* **Problems to work on**
1. In the commentary on the Texas Futile Care law, how many days does the current law give a family to find another hospital?
2. Using the commentary on the Texas Futile Care law, explain why the last effort to revoke the law failed.

* **Document extract**
The current Texas Futile Care law is a disgrace, permitting star chamber ethics committees to force patients off of wanted life sustaining treatment, with family given a mere 10 days to find another hospital. This often proves impossible because these are expensive patients for which to care.
The last effort to revoke the law, which appeared to have a good chance of passage, was surprisingly blocked when the Catholic bishops of Texas supported a competing bill. (Some Catholic hospitals promote Futile Care Theory, which would seem to be contrary to Catholic moral teaching, as I exposed in this NRO piece two years ago.)
The resulting impasse doomed the revocation, and the same political paradigm may presage the same political paralysis this session, as two competing futile care bills have been introduced. The first bill–the one I support–is HB 3325, which would permit an attorney to represent the family/patient at the committee hearing, give the patient/family a list of volunteers willing to help, and most importantly, require life-sustaining treatment to continue pending transfer (however long it took). From Section 3 of HB 3325:(4)(b)(e):
If the patient or the person responsible for the health care decisions of the patient is requesting life-sustaining treatment that the attending physician has decided and the review process has affirmed is inappropriate treatment, the patient shall be given available life-sustaining treatment pending transfer under Subsection (d). The patient is responsible for any costs incurred in transferring the patient to another facility.

* **Saved data entries**
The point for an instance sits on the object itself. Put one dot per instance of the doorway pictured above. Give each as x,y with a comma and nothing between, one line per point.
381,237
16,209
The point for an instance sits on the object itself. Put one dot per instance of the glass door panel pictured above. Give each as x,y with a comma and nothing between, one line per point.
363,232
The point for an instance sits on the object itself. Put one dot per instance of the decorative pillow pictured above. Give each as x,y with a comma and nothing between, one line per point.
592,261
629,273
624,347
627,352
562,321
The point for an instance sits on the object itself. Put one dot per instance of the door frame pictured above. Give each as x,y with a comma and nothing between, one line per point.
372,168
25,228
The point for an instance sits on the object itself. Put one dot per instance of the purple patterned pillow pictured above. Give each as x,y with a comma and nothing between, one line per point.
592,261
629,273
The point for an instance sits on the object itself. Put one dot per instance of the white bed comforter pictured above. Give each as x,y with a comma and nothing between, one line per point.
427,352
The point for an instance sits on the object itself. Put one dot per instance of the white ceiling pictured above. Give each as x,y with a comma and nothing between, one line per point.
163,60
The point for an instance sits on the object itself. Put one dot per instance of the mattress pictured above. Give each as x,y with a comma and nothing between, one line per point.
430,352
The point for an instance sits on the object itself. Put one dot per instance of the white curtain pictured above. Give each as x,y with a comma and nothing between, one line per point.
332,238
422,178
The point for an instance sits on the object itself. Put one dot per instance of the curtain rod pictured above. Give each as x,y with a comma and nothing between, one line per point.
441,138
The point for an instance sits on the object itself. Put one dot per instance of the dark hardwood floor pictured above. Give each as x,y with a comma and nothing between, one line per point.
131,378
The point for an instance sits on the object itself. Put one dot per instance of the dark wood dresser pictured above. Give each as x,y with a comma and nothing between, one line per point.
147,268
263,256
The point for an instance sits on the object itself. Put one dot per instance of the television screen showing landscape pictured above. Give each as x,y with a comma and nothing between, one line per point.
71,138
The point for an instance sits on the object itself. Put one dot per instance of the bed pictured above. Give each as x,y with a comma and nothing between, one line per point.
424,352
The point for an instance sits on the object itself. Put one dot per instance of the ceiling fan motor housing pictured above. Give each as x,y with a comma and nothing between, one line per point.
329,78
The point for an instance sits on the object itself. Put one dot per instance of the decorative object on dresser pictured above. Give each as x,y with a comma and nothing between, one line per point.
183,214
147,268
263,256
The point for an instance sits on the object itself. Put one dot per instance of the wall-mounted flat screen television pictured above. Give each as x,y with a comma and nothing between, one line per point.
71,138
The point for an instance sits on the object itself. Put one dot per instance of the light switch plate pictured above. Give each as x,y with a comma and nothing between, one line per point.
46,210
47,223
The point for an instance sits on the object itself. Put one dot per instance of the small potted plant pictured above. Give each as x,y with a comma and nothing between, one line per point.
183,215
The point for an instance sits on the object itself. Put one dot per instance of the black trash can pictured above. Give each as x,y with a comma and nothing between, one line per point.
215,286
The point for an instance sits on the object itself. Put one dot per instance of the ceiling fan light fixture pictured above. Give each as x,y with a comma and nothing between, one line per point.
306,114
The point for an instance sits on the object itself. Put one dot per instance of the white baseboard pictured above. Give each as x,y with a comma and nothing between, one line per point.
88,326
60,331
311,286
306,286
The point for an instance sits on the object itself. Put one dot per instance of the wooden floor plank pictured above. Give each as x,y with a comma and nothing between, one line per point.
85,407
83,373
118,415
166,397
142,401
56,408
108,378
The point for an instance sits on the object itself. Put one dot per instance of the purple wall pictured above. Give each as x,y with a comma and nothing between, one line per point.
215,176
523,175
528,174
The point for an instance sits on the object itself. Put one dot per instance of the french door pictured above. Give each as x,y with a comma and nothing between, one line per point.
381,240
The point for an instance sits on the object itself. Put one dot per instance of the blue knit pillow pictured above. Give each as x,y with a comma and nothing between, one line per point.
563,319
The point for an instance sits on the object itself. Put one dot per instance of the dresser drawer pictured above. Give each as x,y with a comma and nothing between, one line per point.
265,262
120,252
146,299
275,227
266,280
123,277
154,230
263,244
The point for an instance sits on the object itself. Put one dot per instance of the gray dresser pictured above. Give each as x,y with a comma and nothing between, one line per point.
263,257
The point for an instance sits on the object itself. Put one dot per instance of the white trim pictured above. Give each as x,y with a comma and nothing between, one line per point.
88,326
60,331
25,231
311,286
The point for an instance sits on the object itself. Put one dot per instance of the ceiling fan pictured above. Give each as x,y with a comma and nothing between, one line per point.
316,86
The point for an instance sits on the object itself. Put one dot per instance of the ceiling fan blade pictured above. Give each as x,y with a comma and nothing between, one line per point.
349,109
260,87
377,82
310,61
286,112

* **Replies**
1. 10 days.

2. The effort was blocked when the Catholic bishops of Texas supported a competing bill. The resulting impasse doomed the revocation.